▸ **WRITTEN PROBLEM**: Extract and copy in full every line of the data below that contains the word "woman", treating uppercase and lowercase as different.

▸ **RECORD EXTRACTS**:

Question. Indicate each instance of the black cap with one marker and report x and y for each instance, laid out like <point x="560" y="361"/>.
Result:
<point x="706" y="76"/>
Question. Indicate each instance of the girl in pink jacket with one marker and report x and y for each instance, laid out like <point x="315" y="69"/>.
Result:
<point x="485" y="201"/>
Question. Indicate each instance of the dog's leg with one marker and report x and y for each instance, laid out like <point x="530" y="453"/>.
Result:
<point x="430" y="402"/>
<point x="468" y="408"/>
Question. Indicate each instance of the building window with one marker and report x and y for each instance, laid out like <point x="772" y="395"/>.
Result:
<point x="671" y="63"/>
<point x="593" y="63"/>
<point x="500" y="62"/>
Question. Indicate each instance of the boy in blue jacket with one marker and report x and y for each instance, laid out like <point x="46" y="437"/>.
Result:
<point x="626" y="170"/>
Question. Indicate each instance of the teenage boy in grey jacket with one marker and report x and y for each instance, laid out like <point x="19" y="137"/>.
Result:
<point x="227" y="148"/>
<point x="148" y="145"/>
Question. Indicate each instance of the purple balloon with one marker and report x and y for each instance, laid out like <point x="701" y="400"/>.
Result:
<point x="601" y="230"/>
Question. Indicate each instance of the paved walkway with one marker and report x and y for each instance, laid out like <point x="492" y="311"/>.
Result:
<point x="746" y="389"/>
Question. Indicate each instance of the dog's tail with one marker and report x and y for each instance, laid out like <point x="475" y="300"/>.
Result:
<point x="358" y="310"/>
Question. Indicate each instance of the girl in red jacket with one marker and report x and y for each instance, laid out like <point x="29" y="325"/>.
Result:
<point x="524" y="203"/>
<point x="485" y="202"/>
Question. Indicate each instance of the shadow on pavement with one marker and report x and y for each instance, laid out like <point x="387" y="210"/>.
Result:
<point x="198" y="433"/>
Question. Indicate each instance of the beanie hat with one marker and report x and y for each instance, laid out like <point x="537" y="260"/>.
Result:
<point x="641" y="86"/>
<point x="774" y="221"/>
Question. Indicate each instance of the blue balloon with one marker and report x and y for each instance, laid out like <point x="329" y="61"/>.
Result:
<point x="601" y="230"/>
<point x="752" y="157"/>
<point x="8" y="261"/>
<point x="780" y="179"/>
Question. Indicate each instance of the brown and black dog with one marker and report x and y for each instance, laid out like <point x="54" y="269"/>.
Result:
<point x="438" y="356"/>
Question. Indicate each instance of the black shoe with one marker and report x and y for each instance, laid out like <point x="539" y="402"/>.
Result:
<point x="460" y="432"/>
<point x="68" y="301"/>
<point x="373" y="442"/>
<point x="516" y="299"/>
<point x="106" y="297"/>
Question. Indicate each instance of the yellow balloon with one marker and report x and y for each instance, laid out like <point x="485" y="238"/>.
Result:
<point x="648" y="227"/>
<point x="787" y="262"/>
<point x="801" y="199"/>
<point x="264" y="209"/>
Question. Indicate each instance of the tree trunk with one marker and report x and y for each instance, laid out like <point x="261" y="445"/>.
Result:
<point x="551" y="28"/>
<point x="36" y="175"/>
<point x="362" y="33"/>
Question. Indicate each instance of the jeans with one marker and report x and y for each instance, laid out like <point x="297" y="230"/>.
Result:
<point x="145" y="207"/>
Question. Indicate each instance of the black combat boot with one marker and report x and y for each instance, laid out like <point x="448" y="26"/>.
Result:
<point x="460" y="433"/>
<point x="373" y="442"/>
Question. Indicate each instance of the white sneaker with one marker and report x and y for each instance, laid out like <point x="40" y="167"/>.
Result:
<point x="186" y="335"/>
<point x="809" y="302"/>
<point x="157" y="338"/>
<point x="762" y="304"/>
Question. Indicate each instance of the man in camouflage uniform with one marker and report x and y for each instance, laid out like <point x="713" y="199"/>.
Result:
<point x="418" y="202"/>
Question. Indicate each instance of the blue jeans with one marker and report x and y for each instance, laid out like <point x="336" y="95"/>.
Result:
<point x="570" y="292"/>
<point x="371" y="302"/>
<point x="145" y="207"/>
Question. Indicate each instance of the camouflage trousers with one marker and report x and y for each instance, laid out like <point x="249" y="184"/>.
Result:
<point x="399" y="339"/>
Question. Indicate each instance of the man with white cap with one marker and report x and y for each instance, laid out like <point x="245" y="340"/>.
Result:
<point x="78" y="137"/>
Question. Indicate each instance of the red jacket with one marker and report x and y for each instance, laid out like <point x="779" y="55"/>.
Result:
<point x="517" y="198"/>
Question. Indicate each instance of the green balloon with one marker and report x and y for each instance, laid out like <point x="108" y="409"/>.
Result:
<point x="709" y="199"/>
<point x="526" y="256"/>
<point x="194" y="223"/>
* * *
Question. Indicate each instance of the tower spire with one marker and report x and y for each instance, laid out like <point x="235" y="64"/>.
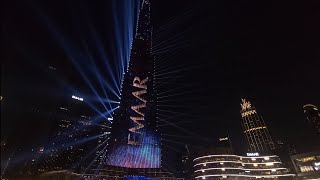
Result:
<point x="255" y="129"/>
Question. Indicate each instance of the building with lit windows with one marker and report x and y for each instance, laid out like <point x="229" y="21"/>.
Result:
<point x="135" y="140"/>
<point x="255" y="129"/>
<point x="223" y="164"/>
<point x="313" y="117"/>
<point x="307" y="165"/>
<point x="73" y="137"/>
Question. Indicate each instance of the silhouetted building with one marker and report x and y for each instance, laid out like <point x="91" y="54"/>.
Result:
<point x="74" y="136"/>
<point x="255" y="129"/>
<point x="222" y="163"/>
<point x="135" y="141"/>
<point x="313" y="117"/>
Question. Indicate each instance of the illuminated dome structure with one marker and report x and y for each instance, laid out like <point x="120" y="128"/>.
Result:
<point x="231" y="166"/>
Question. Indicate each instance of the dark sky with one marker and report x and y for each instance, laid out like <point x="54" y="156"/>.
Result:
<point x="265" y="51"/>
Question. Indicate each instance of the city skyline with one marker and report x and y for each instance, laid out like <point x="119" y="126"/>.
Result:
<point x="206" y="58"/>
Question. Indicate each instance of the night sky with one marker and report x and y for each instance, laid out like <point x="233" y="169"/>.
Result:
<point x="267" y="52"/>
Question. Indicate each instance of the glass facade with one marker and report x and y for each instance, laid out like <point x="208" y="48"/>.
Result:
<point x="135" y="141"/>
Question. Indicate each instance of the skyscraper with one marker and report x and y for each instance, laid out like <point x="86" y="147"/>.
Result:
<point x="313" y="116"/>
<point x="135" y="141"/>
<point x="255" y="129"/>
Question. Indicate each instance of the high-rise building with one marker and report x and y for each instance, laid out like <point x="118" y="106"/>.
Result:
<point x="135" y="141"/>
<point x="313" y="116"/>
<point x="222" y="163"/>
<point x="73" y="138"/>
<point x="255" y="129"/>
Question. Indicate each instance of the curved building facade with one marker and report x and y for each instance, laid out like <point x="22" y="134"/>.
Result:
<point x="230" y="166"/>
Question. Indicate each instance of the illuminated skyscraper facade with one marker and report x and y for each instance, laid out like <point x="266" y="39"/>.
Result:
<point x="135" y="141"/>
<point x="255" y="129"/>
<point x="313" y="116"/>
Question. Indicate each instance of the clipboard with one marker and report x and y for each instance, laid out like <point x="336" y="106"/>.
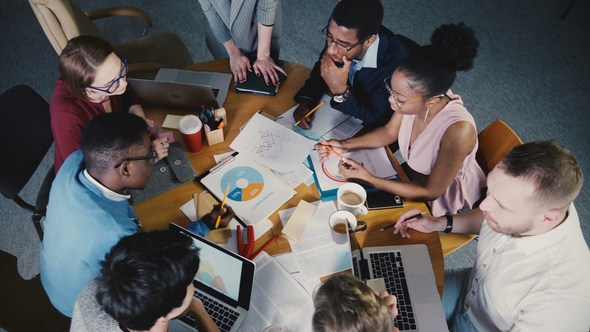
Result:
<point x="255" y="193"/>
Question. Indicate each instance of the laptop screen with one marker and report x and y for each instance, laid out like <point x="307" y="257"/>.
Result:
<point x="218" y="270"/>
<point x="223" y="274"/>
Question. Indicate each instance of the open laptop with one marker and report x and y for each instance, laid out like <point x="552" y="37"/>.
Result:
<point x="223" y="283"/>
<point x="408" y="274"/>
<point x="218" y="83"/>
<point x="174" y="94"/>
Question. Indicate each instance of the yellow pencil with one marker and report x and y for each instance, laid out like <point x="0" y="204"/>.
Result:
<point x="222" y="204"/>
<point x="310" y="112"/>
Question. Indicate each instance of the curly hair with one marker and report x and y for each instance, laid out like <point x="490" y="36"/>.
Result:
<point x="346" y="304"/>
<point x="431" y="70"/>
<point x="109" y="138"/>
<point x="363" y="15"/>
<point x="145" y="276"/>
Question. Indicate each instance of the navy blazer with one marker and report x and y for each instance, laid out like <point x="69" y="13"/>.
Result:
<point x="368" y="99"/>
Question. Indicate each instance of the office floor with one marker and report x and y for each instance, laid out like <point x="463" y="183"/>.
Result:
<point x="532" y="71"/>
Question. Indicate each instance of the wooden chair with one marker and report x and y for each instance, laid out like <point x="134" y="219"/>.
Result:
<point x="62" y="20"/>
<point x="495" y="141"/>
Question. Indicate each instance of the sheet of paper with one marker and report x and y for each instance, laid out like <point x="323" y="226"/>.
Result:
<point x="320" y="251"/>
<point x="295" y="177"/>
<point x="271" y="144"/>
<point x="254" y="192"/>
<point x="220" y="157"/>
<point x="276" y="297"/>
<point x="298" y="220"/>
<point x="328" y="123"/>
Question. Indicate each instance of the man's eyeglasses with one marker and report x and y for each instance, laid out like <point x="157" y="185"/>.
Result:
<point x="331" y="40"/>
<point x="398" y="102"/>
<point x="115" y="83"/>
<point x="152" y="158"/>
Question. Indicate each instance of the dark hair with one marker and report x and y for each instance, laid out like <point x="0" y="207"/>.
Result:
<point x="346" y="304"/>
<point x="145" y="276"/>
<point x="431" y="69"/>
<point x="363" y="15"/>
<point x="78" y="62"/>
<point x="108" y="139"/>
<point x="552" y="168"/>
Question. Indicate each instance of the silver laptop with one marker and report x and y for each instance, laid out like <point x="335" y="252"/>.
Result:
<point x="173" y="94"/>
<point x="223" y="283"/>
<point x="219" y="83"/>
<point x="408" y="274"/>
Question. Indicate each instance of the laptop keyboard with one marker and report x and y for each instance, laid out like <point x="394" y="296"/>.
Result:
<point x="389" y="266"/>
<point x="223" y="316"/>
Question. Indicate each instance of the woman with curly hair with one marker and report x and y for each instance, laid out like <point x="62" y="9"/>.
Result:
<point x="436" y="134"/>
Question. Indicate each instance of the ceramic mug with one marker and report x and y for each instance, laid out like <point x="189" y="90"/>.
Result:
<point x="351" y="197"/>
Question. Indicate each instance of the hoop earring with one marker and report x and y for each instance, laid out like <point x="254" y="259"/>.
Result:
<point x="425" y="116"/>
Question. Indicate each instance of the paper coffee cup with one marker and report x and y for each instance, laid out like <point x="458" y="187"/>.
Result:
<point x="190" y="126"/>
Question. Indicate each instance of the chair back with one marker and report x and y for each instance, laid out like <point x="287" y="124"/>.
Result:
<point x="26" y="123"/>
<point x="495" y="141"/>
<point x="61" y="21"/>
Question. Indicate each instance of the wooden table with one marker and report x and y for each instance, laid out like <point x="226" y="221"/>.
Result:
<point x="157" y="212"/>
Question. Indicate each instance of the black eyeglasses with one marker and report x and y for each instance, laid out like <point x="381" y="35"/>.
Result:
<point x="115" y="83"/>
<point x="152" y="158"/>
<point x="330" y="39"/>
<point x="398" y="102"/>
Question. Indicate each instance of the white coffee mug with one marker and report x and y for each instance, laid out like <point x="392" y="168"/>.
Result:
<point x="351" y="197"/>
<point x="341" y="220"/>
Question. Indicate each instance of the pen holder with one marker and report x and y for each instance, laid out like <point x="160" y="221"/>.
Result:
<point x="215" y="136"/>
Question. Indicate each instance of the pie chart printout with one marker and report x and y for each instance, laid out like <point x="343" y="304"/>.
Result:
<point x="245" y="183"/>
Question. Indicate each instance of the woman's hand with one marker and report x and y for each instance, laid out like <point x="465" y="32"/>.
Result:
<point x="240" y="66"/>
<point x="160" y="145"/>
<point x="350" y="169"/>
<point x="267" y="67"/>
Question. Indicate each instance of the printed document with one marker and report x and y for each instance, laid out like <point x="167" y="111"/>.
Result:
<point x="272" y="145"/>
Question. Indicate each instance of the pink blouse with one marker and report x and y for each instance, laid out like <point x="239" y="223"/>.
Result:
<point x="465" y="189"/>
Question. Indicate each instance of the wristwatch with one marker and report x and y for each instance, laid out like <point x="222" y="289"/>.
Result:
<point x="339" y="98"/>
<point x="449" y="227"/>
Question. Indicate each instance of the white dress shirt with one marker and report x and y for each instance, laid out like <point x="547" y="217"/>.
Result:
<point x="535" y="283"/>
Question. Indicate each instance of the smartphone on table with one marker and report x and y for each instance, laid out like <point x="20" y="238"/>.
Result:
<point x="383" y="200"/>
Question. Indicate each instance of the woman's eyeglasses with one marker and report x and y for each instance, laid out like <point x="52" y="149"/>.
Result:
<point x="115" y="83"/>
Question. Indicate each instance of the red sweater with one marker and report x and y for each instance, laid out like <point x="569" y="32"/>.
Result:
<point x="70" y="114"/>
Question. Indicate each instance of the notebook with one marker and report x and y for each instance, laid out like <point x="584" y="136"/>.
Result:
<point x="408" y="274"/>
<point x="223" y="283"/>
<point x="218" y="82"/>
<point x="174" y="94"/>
...
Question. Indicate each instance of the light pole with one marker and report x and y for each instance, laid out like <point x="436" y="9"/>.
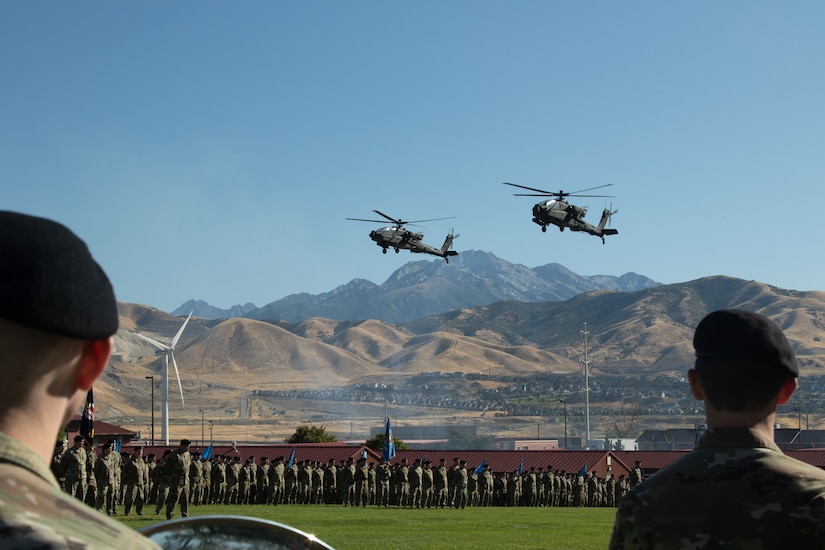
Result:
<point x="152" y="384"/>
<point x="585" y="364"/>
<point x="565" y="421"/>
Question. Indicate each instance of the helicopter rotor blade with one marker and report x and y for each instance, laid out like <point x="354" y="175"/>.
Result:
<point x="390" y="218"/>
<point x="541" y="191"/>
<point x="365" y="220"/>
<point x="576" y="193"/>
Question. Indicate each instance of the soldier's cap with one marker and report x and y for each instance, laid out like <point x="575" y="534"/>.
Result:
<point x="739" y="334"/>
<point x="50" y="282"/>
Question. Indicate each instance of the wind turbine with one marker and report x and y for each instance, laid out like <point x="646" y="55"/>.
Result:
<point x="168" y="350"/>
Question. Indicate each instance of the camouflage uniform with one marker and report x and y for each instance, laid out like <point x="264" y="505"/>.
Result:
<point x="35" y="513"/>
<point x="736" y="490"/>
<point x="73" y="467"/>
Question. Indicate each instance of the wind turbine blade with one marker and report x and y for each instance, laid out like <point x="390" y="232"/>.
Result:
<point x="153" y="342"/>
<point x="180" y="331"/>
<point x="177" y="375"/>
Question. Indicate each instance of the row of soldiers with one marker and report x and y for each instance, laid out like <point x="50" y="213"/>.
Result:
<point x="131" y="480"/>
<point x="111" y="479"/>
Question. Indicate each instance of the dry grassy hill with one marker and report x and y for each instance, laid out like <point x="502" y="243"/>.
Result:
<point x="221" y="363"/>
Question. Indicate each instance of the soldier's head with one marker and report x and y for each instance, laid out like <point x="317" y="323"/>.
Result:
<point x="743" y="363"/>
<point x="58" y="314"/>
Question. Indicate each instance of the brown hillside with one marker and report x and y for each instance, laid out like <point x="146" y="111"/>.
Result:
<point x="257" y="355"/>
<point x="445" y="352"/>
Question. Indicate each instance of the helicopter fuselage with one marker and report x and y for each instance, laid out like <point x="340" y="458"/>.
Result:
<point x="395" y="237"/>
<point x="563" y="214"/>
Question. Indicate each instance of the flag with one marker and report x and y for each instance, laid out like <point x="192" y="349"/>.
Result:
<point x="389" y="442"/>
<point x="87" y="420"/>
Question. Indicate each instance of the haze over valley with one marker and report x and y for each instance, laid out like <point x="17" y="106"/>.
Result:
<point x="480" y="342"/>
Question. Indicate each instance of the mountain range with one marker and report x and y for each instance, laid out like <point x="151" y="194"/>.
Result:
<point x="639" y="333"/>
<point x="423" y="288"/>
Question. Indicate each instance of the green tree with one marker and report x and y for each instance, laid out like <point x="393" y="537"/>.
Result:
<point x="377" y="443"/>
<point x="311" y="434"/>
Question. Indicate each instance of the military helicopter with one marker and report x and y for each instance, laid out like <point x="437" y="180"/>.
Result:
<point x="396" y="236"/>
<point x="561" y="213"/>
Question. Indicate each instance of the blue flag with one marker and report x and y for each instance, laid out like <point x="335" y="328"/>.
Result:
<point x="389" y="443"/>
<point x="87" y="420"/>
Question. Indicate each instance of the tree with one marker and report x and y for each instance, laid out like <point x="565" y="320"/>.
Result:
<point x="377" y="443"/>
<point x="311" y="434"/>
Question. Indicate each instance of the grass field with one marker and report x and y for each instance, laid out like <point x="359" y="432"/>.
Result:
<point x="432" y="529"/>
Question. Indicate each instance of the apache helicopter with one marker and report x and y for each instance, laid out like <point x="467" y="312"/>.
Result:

▸ **CORRECT ANSWER**:
Question. Indicate each instance of the woman with curly hair with one marker and report x and y for each instance, laid out like <point x="62" y="9"/>.
Question. Indicate each instance of the woman's hand with one marker and report x and y for each instance, laid out like <point x="465" y="32"/>.
Question. Indicate each instance of the woman's eyeglasses with one marker and report x and y for each instance, laid out like <point x="52" y="149"/>.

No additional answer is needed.